## Page excerpt
----------------------------------------

By Bill Campbell

Are you ready for some football?

Many pro football fans will agree that the best running back ever was Jim Brown. It was, therefore, interesting to see a quote on the NFL labor situation from a player of Brown’s caliber. In a New York Times interview the other day Brown said, “I don’t see anything positive that the union is doing for me. I see what they don’t want the owners to have but I don’t see what they want me to have.” Brown is referring to the players’ union that it had voted to decertify in an unsuccessful attempt to prevent a lock-out by the owners. Jim Brown is now 75 years old and is questioning where retired players fit into the equation. There always has been a divide between current and retired players, ever since former players’ union director, the late Gene Upshaw, was accused of representing the current players and forgetting about the older guys. So when a player of Brown’s stature speaks out, the divide becomes only deeper. Brown asked, “Why isn’t the union talking about health care and improving it? Why isn’t it talking about better pensions?” The lock-out may end soon but the estrangement among players could continue for some time.

Brown expressed the opinion that some players are, indeed, part of the NFLPA and others are not. Many who are not are the older, retired players who need help and there seems to be some question about whom the union represents and who it does not. “It seems to work out that if you’re old, you are not a part of it” says Brown. “If you’re young you are a part of it. I don’t understand that. You should definitely look at your old, sick and wounded who don’t benefit from anything the union does.” The lock-out may end soon. We may yet have a football season, which seemed quite doubtful a hundred or so days ago. But the animosity between the older and current players may continue indefinitely.

It appears it’s going to take some time before we find out the truth about Barry Bonds, Roger Clemens and others possibly involved in baseball’s steroid era. Now that the Clemens perjury trial has been declared a mistrial, I wonder if we’ll ever know. But I find the issues of misbehavior, and the constant arrival of undisciplined players entering the sports scene every day, to be more than mildly disturbing. The latest story about a former Eagle is one for the books. And in this era of outrageous gasoline prices it should easily strike everyone at home.

Reno Mahe is a former BYU player, Andy Reid’s alma mater, who played for the Eagles from 2003 to 2007. In 2005, he led the NFL in punt returns. He surrendered to authorities last week to face a criminal theft charge in Utah. Mahe and another former BYU player are among five men charged with stealing more than $15,000 in gasoline from a construction firm’s tank near Salt Lake City. Someone allegedly shared the gas code with buddies and they used the pumps to fill their personal cars over a four-year period. Mahe is out on bail until his next hearing in August. The concrete company had privately filed a civil lawsuit against the men for stealing more than $55,000 worth of gas.

----------------------------------------

## Dataset extract
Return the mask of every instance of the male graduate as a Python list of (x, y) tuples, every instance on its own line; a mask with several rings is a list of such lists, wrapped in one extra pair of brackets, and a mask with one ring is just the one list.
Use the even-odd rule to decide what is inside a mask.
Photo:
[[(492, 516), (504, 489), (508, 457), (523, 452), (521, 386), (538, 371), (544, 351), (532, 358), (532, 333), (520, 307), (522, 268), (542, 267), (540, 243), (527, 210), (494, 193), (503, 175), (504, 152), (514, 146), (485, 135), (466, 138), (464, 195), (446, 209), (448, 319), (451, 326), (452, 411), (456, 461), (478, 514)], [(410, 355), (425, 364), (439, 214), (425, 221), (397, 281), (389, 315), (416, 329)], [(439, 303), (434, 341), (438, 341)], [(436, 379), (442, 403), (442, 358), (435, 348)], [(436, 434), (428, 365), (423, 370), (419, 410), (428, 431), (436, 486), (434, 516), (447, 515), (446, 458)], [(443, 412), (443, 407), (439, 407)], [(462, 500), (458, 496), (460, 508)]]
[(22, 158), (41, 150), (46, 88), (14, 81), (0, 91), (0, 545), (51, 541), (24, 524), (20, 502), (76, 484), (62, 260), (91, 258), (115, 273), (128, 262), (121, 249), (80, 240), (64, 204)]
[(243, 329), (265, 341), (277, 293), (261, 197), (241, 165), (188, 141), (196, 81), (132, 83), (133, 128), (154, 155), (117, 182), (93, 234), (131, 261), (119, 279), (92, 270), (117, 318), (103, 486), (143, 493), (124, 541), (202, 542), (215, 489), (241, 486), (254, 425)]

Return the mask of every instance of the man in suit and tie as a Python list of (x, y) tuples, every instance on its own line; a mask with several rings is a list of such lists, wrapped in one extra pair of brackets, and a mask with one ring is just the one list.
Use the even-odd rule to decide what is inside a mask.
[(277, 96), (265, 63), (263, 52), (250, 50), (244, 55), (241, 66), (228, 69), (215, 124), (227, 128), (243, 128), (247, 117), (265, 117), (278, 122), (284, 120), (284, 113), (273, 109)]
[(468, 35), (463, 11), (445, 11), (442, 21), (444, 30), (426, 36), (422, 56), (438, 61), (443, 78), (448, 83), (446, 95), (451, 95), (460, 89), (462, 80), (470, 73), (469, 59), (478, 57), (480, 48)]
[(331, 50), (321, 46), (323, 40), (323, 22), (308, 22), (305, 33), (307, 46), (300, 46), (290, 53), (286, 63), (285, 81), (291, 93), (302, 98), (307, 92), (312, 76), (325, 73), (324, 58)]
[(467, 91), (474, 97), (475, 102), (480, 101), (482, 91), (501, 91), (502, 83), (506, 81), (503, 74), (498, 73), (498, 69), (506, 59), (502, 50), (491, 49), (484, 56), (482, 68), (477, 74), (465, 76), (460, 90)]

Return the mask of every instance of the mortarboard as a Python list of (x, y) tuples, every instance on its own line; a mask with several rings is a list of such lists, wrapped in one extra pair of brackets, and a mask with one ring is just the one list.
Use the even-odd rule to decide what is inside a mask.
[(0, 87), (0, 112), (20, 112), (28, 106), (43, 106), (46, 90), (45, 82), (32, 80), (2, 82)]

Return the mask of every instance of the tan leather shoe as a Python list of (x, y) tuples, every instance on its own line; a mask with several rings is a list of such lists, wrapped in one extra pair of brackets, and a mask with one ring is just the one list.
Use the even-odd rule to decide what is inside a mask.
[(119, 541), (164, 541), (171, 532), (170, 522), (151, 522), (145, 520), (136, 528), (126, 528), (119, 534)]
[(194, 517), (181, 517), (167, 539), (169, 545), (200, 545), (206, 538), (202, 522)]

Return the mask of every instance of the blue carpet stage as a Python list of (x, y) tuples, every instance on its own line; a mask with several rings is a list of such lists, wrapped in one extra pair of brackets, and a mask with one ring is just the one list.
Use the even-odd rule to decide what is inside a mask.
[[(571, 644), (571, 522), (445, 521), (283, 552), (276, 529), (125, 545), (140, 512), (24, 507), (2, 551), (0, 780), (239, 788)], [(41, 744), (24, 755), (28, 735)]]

----------------------------------------

Please continue the sports column on Jim Brown, the NFL lockout and Reno Mahe, starting after its final sentence, not the entries.

I don’t know if these guys are innocent or guilty. But I find it more and more disturbing when they are identified as past, present or future professional athletes. And their names keep appearing and reappearing on the American sports pages. There was a time when athletes used to be held up as role models to the next generation of kids – a period that seems to be fading fast — if not completely disappearing.

While I can’t seem to remember what it was, the Irish have always been famous for something. Lately it’s been winning major golf tournaments. Daren Clarke confirmed that this week by winning the British Open. Three of the last six major golf classics have been won by players from little Northern Ireland. Phil Mickelson had a golden opportunity to regain some prestige for American golf – as well as for himself. His game has been struggling of late. An American has not won a major since Mickelson won the 2010 Masters and Phil looked like he was about to break the streak last Sunday. But, once again, his putter failed him. He appeared to be really “in the zone” for the Claret Jug but it became elusive. The luck of the Irish.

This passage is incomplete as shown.